Count how many lines in the rows below contain the string "wooden", with case counting, and give only that number.

***

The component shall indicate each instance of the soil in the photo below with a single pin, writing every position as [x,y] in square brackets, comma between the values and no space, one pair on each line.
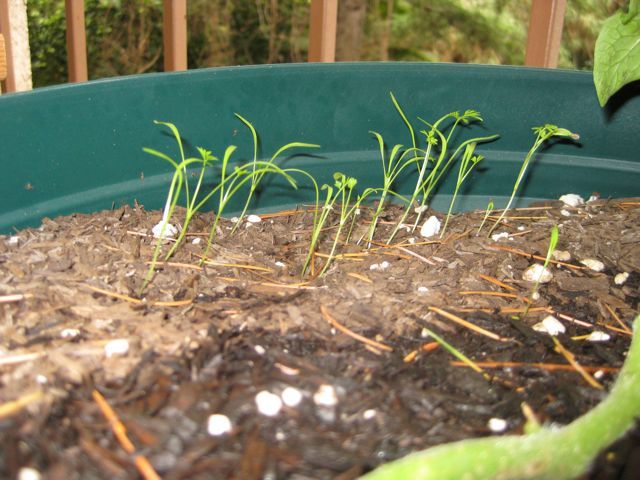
[207,340]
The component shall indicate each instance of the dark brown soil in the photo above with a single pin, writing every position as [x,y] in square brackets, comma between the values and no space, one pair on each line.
[207,340]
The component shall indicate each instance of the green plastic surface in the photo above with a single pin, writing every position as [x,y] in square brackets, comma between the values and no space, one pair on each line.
[78,148]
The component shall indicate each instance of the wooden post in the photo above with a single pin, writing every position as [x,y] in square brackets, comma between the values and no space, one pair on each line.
[13,27]
[76,41]
[3,60]
[322,30]
[175,35]
[545,33]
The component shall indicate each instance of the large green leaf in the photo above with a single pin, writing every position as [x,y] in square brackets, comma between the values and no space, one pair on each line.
[617,53]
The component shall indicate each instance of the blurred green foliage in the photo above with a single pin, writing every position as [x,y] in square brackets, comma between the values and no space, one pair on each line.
[125,36]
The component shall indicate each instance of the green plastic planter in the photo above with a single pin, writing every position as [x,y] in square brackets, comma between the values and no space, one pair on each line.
[78,148]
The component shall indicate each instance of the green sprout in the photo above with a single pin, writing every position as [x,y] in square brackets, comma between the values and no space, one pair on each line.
[343,190]
[469,160]
[543,134]
[487,212]
[437,144]
[256,177]
[391,169]
[547,453]
[229,183]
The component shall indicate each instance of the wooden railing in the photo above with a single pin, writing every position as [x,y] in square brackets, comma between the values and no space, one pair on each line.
[543,39]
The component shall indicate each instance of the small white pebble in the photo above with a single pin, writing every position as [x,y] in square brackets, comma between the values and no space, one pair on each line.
[268,403]
[572,200]
[218,424]
[325,396]
[28,473]
[621,278]
[593,264]
[561,255]
[550,325]
[598,336]
[537,273]
[119,346]
[497,425]
[430,227]
[380,266]
[170,231]
[69,333]
[369,414]
[291,396]
[497,236]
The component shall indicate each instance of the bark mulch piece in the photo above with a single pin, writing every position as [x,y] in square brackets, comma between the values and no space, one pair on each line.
[372,385]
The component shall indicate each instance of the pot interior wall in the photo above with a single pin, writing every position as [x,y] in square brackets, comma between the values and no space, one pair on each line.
[78,148]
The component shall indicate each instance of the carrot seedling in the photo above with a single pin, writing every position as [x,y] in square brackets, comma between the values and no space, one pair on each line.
[543,134]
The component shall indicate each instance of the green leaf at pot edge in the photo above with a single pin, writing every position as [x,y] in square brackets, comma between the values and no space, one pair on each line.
[617,55]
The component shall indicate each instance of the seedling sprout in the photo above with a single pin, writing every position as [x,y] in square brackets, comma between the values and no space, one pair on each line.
[543,134]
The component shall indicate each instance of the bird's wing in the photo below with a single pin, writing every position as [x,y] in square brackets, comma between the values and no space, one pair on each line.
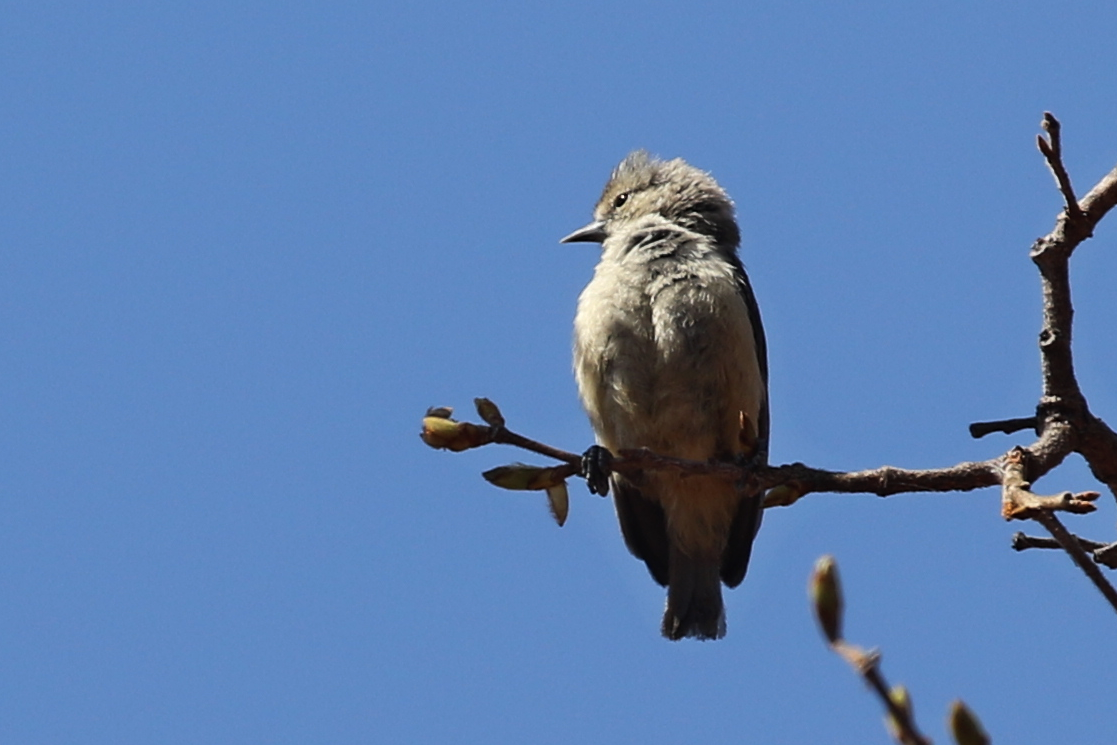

***

Correct output
2